**What this task involves**
Reproduce the following entries line for line, without changing a single word, but leave out the pictures.

** START Task input **

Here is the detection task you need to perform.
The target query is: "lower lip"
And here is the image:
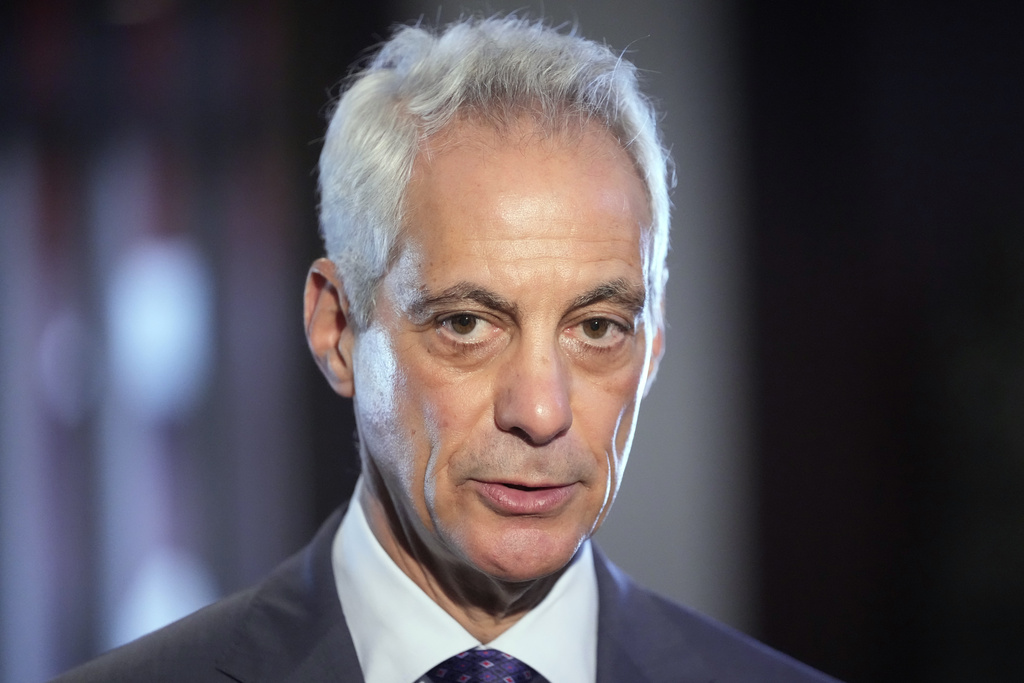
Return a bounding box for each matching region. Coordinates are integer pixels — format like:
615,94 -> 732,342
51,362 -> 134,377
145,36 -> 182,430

** END Task input **

**Solved problem**
Here is the detection task you need to perform.
The target query is: "lower lip"
And here is the image:
Return a bounding box for each matching region. Coordinates are integer pixels — format like:
615,94 -> 732,342
51,362 -> 134,377
145,36 -> 182,430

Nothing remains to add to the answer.